Causes of Lymphoedema

An awareness of the causes of lymphoedema and the associated risk factors is important so that those at risk, their families, carers and healthcare professionals can detect and/or monitor any signs and symptoms and report them quickly. It is also important to note that lymphoedema can develop many years after a causative event, so being vigilant is very important. 

There are two main types of lymphoedema – primary lymphoedema and secondary lymphoedema. The causes are different for each type as listed below:

Primary lymphoedema 

Primary lymphoedema is congenital - a genetic fault that is usually due to an under development or weakness of the lymphatic vessels in the womb. This may lead to a swelling that is noticeable at birth (or just after) however, it may also appear much later in life. Primary lymphoedema can sometimes be congenital and hereditary. That is, it may run in families - passed on from one affected family member to another.
++++++++++
--- YOUR TASKS ---
1) What two main types of lymphoedema does the text on its causes name?
2) Continue the text on the causes of lymphoedema from its last sentence.

--- AVAILABLE DATA ---
++++++++++
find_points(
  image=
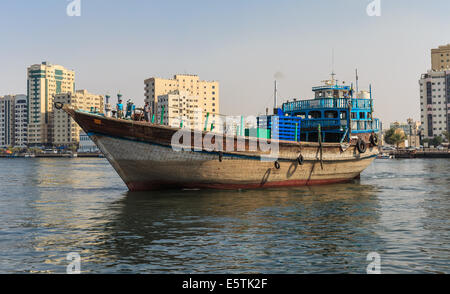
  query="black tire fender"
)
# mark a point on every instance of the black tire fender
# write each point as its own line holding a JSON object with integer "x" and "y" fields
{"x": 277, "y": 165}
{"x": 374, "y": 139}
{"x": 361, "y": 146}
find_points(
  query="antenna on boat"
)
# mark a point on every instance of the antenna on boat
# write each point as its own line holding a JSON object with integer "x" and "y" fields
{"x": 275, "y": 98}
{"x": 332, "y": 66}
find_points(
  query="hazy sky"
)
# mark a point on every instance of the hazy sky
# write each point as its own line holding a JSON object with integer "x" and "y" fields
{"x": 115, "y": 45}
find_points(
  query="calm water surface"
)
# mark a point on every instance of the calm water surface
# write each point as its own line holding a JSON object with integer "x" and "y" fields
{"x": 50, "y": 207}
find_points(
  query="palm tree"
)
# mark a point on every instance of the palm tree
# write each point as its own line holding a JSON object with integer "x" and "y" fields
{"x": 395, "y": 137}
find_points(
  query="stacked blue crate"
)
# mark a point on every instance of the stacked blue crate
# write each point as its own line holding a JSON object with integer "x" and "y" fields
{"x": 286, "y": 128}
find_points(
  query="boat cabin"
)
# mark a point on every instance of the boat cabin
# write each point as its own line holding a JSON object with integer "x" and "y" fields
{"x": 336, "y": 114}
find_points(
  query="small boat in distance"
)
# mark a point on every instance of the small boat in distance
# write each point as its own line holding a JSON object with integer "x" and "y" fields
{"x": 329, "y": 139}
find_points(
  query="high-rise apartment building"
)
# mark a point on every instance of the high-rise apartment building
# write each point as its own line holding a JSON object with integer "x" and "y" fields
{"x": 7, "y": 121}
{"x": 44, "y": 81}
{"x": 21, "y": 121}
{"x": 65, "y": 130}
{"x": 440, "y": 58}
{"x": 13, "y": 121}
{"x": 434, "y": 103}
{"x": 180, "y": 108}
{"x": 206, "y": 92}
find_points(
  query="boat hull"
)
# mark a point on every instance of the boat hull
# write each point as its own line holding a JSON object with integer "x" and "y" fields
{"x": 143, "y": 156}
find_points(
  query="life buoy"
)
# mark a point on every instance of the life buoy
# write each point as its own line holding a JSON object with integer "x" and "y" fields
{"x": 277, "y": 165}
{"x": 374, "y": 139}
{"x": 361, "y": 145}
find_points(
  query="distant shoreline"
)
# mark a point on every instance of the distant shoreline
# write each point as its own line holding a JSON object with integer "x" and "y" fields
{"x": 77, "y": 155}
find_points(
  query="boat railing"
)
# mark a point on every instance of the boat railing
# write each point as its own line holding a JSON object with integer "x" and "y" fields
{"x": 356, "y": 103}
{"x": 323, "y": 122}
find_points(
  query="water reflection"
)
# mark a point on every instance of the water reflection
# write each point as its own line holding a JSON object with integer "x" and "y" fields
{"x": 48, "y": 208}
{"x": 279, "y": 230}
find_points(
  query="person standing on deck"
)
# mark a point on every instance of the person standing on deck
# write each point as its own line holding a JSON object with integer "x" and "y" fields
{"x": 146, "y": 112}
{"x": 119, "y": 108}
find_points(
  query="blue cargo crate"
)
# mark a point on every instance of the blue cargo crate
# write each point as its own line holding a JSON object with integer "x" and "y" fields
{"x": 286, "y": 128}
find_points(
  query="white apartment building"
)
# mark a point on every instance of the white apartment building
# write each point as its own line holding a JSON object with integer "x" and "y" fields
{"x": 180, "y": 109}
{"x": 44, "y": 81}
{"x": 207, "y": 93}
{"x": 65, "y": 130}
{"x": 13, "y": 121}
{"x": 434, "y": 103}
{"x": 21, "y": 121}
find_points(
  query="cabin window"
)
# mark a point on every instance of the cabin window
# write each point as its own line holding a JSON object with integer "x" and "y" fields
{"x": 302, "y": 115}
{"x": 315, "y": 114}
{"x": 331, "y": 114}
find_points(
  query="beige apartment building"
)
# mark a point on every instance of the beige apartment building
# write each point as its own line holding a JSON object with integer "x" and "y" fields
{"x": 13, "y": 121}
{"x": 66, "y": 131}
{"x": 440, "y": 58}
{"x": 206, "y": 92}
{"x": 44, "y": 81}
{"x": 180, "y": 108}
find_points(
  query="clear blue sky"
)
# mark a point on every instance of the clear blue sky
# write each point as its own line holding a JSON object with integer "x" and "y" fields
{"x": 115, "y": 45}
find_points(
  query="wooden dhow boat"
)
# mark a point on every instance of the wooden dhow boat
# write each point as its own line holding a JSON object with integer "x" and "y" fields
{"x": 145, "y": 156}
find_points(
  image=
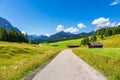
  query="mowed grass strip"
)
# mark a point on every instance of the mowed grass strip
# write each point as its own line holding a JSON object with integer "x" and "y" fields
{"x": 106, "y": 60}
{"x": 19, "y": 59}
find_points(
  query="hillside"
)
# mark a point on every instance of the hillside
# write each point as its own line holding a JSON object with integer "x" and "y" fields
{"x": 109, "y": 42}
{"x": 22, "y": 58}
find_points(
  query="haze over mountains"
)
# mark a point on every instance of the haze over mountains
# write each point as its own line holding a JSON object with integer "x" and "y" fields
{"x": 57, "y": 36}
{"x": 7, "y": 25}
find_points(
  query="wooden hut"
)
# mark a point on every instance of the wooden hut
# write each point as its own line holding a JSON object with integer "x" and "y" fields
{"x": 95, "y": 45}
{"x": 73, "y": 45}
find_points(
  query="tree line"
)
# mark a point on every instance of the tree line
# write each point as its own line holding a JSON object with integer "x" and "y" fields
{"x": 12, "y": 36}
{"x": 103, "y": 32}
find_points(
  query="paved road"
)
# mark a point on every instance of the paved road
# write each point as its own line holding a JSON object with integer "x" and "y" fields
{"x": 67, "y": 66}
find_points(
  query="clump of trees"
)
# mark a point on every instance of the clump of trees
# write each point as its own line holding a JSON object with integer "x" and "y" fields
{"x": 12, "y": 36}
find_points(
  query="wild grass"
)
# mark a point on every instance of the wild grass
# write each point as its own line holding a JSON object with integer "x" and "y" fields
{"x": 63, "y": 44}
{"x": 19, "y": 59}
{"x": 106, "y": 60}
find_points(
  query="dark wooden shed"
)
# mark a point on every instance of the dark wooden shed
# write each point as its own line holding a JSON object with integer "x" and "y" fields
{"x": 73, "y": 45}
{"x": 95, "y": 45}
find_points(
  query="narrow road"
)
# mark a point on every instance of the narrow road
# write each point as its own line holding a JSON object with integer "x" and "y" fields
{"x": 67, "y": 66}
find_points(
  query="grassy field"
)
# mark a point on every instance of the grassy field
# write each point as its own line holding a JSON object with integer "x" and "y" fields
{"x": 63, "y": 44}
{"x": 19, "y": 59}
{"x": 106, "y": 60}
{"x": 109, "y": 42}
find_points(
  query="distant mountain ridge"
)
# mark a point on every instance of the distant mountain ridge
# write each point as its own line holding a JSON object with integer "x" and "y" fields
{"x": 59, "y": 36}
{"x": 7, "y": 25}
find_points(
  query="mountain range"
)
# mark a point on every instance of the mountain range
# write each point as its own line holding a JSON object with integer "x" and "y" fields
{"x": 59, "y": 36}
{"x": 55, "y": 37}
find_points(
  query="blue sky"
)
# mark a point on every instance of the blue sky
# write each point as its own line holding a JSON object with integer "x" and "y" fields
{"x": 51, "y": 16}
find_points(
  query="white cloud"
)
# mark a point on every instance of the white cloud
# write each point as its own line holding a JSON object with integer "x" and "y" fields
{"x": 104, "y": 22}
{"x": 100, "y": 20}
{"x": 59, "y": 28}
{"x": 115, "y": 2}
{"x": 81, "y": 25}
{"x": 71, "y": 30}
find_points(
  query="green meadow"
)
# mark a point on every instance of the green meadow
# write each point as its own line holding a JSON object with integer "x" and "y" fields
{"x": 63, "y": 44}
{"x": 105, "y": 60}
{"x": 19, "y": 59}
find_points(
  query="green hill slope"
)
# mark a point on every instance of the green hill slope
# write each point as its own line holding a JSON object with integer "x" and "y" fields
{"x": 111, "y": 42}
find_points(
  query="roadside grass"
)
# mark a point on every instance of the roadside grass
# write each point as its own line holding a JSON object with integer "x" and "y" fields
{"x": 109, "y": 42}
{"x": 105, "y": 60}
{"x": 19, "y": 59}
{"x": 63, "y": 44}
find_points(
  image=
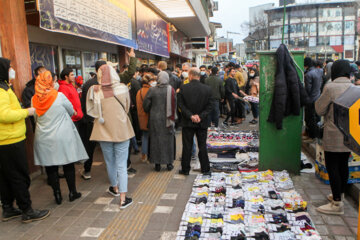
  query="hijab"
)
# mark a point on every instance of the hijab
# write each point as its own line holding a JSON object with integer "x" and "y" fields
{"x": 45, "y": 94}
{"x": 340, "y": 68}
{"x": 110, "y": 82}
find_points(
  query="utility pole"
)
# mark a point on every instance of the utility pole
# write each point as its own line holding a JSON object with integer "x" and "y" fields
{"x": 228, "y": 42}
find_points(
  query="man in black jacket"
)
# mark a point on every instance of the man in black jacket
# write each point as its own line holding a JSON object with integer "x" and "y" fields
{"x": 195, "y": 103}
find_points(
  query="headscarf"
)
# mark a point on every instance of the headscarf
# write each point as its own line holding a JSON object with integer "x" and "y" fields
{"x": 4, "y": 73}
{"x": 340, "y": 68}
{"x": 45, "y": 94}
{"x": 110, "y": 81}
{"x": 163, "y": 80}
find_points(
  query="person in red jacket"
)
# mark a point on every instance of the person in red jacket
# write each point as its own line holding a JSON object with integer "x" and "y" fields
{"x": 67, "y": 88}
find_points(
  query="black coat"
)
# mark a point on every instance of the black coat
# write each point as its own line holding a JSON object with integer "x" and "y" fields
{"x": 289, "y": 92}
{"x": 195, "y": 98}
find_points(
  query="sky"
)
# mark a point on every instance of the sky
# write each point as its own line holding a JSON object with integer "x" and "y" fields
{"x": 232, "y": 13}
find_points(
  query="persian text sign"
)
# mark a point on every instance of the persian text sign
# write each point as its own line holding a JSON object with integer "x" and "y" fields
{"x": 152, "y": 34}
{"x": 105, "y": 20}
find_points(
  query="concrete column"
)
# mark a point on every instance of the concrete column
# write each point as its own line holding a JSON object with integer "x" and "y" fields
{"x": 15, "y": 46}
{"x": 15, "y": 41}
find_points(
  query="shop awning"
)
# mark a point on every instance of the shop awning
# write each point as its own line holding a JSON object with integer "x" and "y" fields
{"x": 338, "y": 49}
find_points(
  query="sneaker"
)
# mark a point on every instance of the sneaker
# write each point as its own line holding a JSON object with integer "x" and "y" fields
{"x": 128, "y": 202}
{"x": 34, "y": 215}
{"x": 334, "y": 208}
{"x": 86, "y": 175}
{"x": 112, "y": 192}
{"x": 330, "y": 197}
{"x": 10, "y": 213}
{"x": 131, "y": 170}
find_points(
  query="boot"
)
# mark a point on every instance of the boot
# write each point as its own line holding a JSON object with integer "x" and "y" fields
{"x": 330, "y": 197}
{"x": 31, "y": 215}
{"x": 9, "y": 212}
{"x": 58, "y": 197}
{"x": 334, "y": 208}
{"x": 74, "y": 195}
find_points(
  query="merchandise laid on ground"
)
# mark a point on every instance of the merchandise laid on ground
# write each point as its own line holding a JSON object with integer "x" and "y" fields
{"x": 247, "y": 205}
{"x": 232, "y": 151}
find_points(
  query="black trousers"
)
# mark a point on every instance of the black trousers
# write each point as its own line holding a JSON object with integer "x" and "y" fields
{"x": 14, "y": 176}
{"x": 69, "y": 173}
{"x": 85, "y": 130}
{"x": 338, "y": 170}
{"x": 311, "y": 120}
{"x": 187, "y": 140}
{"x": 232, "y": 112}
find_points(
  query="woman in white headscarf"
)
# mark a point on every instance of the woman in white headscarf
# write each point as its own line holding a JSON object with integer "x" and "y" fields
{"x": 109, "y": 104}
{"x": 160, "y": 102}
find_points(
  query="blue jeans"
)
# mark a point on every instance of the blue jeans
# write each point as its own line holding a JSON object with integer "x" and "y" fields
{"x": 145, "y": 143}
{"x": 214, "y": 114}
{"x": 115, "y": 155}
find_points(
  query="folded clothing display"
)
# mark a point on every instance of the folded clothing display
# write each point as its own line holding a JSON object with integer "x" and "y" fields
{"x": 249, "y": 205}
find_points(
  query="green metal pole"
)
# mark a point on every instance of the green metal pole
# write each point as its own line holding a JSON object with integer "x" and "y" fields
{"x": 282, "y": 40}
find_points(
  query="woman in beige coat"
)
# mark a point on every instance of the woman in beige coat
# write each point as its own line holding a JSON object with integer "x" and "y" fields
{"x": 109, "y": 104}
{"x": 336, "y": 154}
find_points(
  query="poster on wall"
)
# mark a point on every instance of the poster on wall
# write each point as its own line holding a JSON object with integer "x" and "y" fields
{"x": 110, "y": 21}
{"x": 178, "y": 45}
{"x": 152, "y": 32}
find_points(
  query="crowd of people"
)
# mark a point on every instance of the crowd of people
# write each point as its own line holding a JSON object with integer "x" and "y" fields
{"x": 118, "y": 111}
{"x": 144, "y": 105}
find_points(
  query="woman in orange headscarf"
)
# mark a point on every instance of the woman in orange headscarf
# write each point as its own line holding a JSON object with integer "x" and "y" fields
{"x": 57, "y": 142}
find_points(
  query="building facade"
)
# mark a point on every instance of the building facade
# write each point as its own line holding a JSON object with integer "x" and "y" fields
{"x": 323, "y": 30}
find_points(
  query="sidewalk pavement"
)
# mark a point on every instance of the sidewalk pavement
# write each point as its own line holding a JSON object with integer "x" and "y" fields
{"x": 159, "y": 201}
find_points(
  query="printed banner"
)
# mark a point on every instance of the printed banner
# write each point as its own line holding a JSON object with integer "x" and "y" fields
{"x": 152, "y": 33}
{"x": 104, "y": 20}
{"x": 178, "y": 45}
++++++++++
--- ANSWERS FOR THIS EXERCISE ---
1) Primary lymphoedema and secondary lymphoedema.

2)
Secondary lymphoedema

Secondary lymphoedema may develop for many reasons but occurs generally when the lymphatic system is either damaged or overloaded. 

A damaged lymphatic system maybe the result of:

  • Complications from cancer treatment such as surgery (particularly when lymph nodes are removed), radiotherapy and some chemotherapy/hormone treatment. In addition, seroma formation and axillary web syndrome may contribute to the development of lymphoedema.
  • A wound or skin infection (such as cellulitis), especially when repeated attacks of infection are problematic. 
  • Severe injury, surgery (for example, vein stripping for a heart by-pass), burns or other trauma

An overloaded lymphatic system maybe the result of:

  • Reduced or limited movement, paralysis or muscle weakness (for example, following a stroke)
  • Blood vessels not working correctly; for example, in patients suffering from varicose veins, leg ulcers or following a deep vein thrombosis (DVT)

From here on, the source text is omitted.